╭──
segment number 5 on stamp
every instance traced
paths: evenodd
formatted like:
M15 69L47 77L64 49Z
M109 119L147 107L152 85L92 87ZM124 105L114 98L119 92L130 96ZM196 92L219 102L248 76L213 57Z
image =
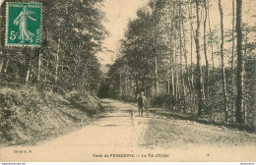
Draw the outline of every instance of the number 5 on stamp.
M40 3L7 2L6 46L40 46Z

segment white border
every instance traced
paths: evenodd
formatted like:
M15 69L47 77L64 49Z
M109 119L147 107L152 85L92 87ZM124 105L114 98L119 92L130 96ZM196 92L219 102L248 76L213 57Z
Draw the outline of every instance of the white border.
M9 29L9 3L20 3L20 4L40 4L40 44L41 44L41 32L42 32L42 3L37 3L37 2L6 2L6 12L5 12L5 46L8 47L14 47L14 46L18 46L18 47L40 47L40 44L38 45L32 45L32 44L8 44L8 29ZM8 22L7 22L8 21Z

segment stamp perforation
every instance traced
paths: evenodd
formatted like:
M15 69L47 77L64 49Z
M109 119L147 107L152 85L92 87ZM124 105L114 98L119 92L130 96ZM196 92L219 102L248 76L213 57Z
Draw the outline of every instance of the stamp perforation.
M24 44L17 44L17 43L8 43L8 29L9 29L9 4L10 3L15 3L15 4L39 4L40 5L40 37L39 37L39 44L29 44L29 43L24 43ZM42 10L43 10L43 5L41 2L6 2L6 17L5 17L5 46L18 46L18 47L25 47L25 46L29 46L29 47L40 47L41 44L41 32L42 32Z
╰──
Given task: Arrange every line of the data above into a numbered list, skipping blank lines and leaving out the picture.

Solution below:
1. segment number 5 on stamp
2. every instance traced
3. paths: evenodd
4. formatted like:
5. M15 69L47 77L64 49Z
6. M109 119L147 107L152 85L92 87ZM124 105L114 98L119 92L130 96ZM196 92L219 102L248 76L213 57Z
7. image =
8. Draw the outline of every instance of the number 5 on stamp.
9. M40 3L7 2L6 46L40 46Z
10. segment white border
11. every instance traced
12. paths: evenodd
13. formatted like:
14. M15 69L47 77L64 49Z
15. M109 119L147 107L152 85L92 87ZM124 105L114 98L119 92L130 96ZM196 92L219 102L248 76L213 57Z
16. Draw the outline of every instance of the white border.
17. M9 29L9 3L20 3L20 4L40 4L40 44L41 44L41 32L42 32L42 3L37 3L37 2L6 2L6 12L5 12L5 46L8 47L14 47L14 46L18 46L18 47L40 47L40 44L38 45L32 45L32 44L8 44L8 29ZM8 22L7 22L8 21Z
18. segment stamp perforation
19. every instance traced
20. paths: evenodd
21. formatted like:
22. M15 69L47 77L64 49Z
23. M109 119L147 107L152 85L92 87ZM124 105L114 98L119 92L130 96ZM196 92L219 102L248 76L213 57Z
24. Draw the outline of every instance of the stamp perforation.
25. M24 44L17 44L17 43L8 43L8 29L9 29L9 4L10 3L15 3L15 4L39 4L40 5L40 37L39 37L39 44L29 44L29 43L24 43ZM42 10L43 10L43 5L41 2L6 2L6 17L5 17L5 46L18 46L18 47L25 47L25 46L29 46L29 47L40 47L41 44L41 32L42 32Z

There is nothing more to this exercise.